TEXT PASSAGE START
Have you ever been in a toxic relationship?
As sad as it is to accept, toxic relationships do exist and they are the absolute worst. Love is always something that should be celebrated and cherished. It’s supposed to be something that inspires and motivates you to become a better human being. Love is supposed to be filling your life with limitless positivity and joy. To allow a relationship to become an environment for toxicity and manipulation is a downright disgrace.
So whenever you find yourself as a victim of a manipulative and abusive partner who is keeping you locked down in a toxic relationship, then you have to try your best to get out of it. It can be difficult. You may be feeling emotionally and mentally weak and that’s not by accident. They intended for you to feel that way so that you would grow more dependent on them. They want you to think that you are weak and needy. But you shouldn’t succumb to that kind of mentality. You always have to know your worth and demand more in a relationship. You should never be the subject of abuse or manipulation at the hands of a toxic partner.
But that’s the tricky part. Sometimes, you can be stuck in a toxic relationship without really knowing it. You will be too blinded by your selfless love to see that you are actually being treated terribly. You always have to maintain a sense of self-awareness in your relationship. You can’t afford to be oblivious of all the abuses that are done to you. You have to be able to stand up for yourself. Here are a few ways in which you are being treated badly in a toxic relationship even though you don’ fully realize it.
1. You are told that you are always overreacting to things.
You will be made to think that everything is just inside of your head. Even though reality suggests that there is cause for outrage, you will be made to believe that you are just overreacting to everything.
2. You are made to believe that your feelings are irrelevant.
Your feelings will be discarded and ignored. They are going to make you think that you are always just generally emotional about everything and that your feelings don’t carry any real weight. They will make you believe that you should just shut up about what you feel because no one is interested in hearing about it.
TEXT PASSAGE END
EXTRACTED ENTRIES START
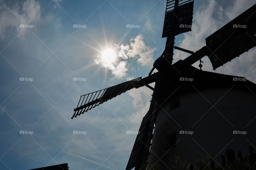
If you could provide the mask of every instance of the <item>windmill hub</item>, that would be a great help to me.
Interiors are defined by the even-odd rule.
[[[162,56],[157,59],[153,65],[153,67],[158,71],[166,70],[171,66],[171,64],[167,59]]]

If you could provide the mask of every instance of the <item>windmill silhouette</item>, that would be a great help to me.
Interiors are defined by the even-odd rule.
[[[193,70],[195,68],[191,65],[199,61],[199,66],[201,69],[202,63],[201,59],[205,56],[209,57],[215,70],[256,46],[255,4],[206,38],[206,46],[196,52],[174,46],[175,36],[191,31],[193,27],[194,0],[183,1],[167,1],[162,36],[167,37],[165,49],[155,62],[149,75],[81,96],[74,109],[71,119],[133,88],[145,86],[153,91],[149,111],[142,119],[140,133],[136,137],[126,170],[134,167],[135,170],[138,169],[148,160],[150,146],[154,142],[152,140],[153,133],[158,112],[170,94],[171,95],[175,92],[171,91],[168,93],[169,95],[164,94],[167,92],[165,84],[181,78],[181,75],[188,72],[190,74],[193,73],[191,72],[196,71],[202,73],[203,71],[197,70],[198,69],[196,69]],[[174,48],[191,55],[172,64]],[[155,69],[158,71],[152,74]],[[154,88],[149,85],[153,82],[155,83]],[[178,107],[175,105],[175,100],[172,101],[171,102],[174,108]]]

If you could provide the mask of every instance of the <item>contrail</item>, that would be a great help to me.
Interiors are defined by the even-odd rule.
[[[106,166],[105,166],[105,165],[102,165],[101,164],[99,164],[98,163],[97,163],[97,162],[94,162],[94,161],[93,161],[91,160],[90,160],[89,159],[86,159],[85,158],[81,156],[79,156],[79,155],[75,155],[74,154],[70,154],[69,153],[67,153],[68,154],[69,154],[70,155],[74,155],[74,156],[77,156],[77,157],[79,157],[79,158],[83,158],[84,159],[85,159],[85,160],[88,160],[88,161],[90,161],[90,162],[93,162],[93,163],[96,164],[98,164],[98,165],[99,165],[101,166],[103,166],[103,167],[106,167],[106,168],[109,168],[110,169],[113,169],[113,170],[116,170],[116,169],[112,169],[112,168],[110,168],[110,167],[107,167]]]

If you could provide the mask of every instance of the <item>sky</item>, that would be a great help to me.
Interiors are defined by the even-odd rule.
[[[0,0],[0,169],[125,168],[136,136],[126,131],[138,130],[151,90],[132,89],[70,118],[81,95],[147,76],[164,49],[166,1]],[[195,0],[192,31],[175,45],[199,50],[255,3]],[[174,53],[174,63],[189,55]],[[255,83],[255,54],[215,71],[206,56],[202,69]]]

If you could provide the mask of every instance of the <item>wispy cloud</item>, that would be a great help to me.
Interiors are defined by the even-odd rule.
[[[97,163],[97,162],[94,162],[94,161],[92,161],[92,160],[90,160],[90,159],[86,159],[86,158],[84,158],[82,156],[79,156],[79,155],[75,155],[75,154],[70,154],[70,153],[67,153],[68,154],[69,154],[70,155],[73,155],[73,156],[77,156],[77,157],[79,157],[79,158],[82,158],[82,159],[85,159],[85,160],[87,160],[87,161],[90,161],[90,162],[92,162],[92,163],[95,163],[95,164],[98,164],[98,165],[100,165],[101,166],[103,166],[103,167],[106,167],[106,168],[108,168],[109,169],[113,169],[113,170],[115,170],[115,169],[113,169],[112,168],[110,168],[110,167],[107,167],[107,166],[105,166],[105,165],[102,165],[102,164],[101,164],[99,163]]]
[[[30,25],[36,17],[35,20],[38,21],[40,8],[38,2],[34,0],[27,0],[21,5],[17,3],[9,8],[4,5],[0,6],[0,35],[2,38],[5,37],[5,32],[9,27],[15,28],[17,34],[21,33],[19,36],[23,35],[29,28],[21,28],[20,25]]]

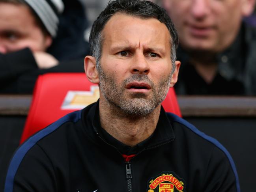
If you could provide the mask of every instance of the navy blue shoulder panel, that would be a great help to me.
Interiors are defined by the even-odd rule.
[[[221,145],[221,144],[220,144],[220,142],[219,142],[217,140],[211,137],[208,136],[203,132],[201,132],[197,129],[196,129],[196,128],[195,126],[185,120],[183,119],[180,118],[179,117],[176,116],[176,115],[171,113],[166,113],[166,114],[168,117],[170,117],[173,121],[179,122],[180,123],[184,125],[185,126],[190,129],[196,134],[198,135],[198,136],[201,136],[201,137],[204,138],[204,139],[213,144],[217,147],[219,148],[226,155],[228,158],[228,160],[229,160],[230,165],[231,165],[231,167],[232,168],[233,171],[234,172],[234,174],[235,174],[236,180],[236,185],[237,192],[240,192],[240,185],[239,184],[239,180],[238,179],[238,175],[237,174],[237,173],[236,171],[236,168],[235,168],[235,163],[234,162],[234,161],[233,160],[231,156],[229,154],[229,153],[228,152],[228,150],[224,147],[223,147],[222,145]]]
[[[81,114],[82,110],[68,114],[30,137],[18,149],[9,165],[6,179],[4,192],[13,191],[14,177],[20,164],[27,152],[37,142],[58,129],[65,123],[68,121],[77,122],[81,119]]]

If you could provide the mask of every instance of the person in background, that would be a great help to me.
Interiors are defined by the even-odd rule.
[[[71,1],[0,0],[0,93],[31,93],[39,75],[83,71],[88,24]]]
[[[180,95],[256,95],[255,0],[163,0],[179,35]]]

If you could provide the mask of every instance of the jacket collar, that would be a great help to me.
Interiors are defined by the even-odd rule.
[[[105,143],[116,148],[122,154],[130,155],[136,154],[146,149],[155,147],[164,143],[170,142],[174,140],[174,134],[171,123],[168,119],[163,107],[161,108],[160,114],[156,129],[153,134],[148,138],[133,147],[127,145],[118,140],[108,133],[101,126],[99,110],[99,101],[93,104],[90,109],[90,113],[85,113],[89,115],[90,121],[92,121],[91,127],[86,127],[86,129],[92,129],[93,131],[89,131],[95,138],[97,135],[99,139],[103,140]],[[86,110],[86,107],[84,110]],[[86,121],[86,117],[83,116]],[[91,126],[89,126],[91,127]]]

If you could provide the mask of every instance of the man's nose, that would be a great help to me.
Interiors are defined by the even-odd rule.
[[[203,19],[209,11],[209,0],[194,0],[191,1],[191,11],[196,19]]]
[[[150,68],[146,56],[143,53],[136,54],[133,60],[131,68],[133,74],[147,75]]]

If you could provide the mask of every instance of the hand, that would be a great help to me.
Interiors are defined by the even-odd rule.
[[[48,69],[59,64],[58,61],[55,58],[45,52],[34,52],[33,55],[39,69]]]

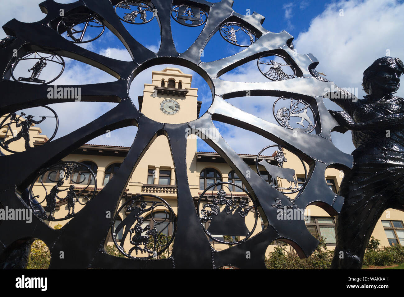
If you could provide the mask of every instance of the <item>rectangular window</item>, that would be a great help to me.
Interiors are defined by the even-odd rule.
[[[334,218],[312,217],[310,223],[307,223],[306,226],[314,237],[318,239],[324,237],[327,245],[335,245],[335,223]]]
[[[333,192],[336,194],[337,194],[335,181],[332,179],[326,179],[326,181],[327,181],[327,184],[328,185],[328,187],[331,189]]]
[[[149,169],[147,171],[147,184],[153,185],[154,183],[155,169]]]
[[[404,225],[402,221],[381,221],[390,245],[404,245]]]
[[[158,179],[159,185],[169,185],[170,170],[160,170],[160,176]]]

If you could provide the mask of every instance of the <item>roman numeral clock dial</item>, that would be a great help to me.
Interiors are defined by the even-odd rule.
[[[160,103],[160,110],[166,114],[175,114],[179,110],[179,104],[173,99],[166,99]]]

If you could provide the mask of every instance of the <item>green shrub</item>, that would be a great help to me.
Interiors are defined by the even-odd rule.
[[[125,256],[123,255],[123,254],[119,251],[119,250],[118,249],[118,248],[115,246],[115,244],[107,245],[107,247],[105,248],[105,251],[112,256],[118,257],[120,258],[125,257]]]
[[[400,245],[376,250],[367,250],[363,259],[364,266],[387,266],[402,263],[404,263],[404,246]]]
[[[301,259],[295,253],[286,250],[286,248],[277,246],[274,251],[265,257],[265,263],[268,269],[327,269],[331,265],[333,251],[328,251],[324,238],[313,254],[307,259]]]
[[[57,224],[53,227],[60,229],[62,225]],[[50,262],[50,253],[48,246],[42,240],[37,239],[31,246],[31,252],[27,262],[26,269],[47,269]]]

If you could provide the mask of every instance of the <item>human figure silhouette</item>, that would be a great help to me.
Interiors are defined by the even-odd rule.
EXTRACTED ENTRIES END
> **WHAT YOU WILL DO**
[A] In the text on toxic relationships, why does a manipulative partner want you to feel emotionally and mentally weak?
[B] Resume the text on toxic relationships after its last sentence.
These items come from a separate source.

> **ANSWERS FOR THE EXERCISE**
[A] So that you would grow more dependent on them.

[B]
3. They will trick you into believing that you are hearing things.
Whenever you manage to catch them in a lie or a broken promise. They will try their best to make you believe that you’re crazy and that you were only imagining it when they made those lies in the first place. Somehow they are going to make it seem like everything is your fault.
4. They will always play the victim.
He will retreat into his best impression of a little puppy dog asking for forgiveness. He will make it seem like he was helpless to the situation and that’s why he ended up screwing up.
5. They will make you feel guilty about not trusting them.
You have no reason to trust them because of the way they treat you and all of the betrayal. But he is cunning. He is going to make you believe that you are a terrible partner for not being able to trust him. He will make it seem like it’s all your fault.
6. You will constantly be reminded of your faults from the past.
He will always be trying to get away with his screw-ups by reminding you of all the times you have screwed up in the past. You’re not a perfect person, but he isn’t going to miss out on an opportunity to remind you of your imperfections if it means he can get away with his faults too.
7. You will be accused of having misplaced anxiety.
He will try to invalidate everything that you say or feel by making you believe that you have some sort of anxiety disorder. That isn’t the truth. The truth is that he is the one who is causing all of your anxiety and he knows it.
8. You will be left hanging in the middle of a conversation.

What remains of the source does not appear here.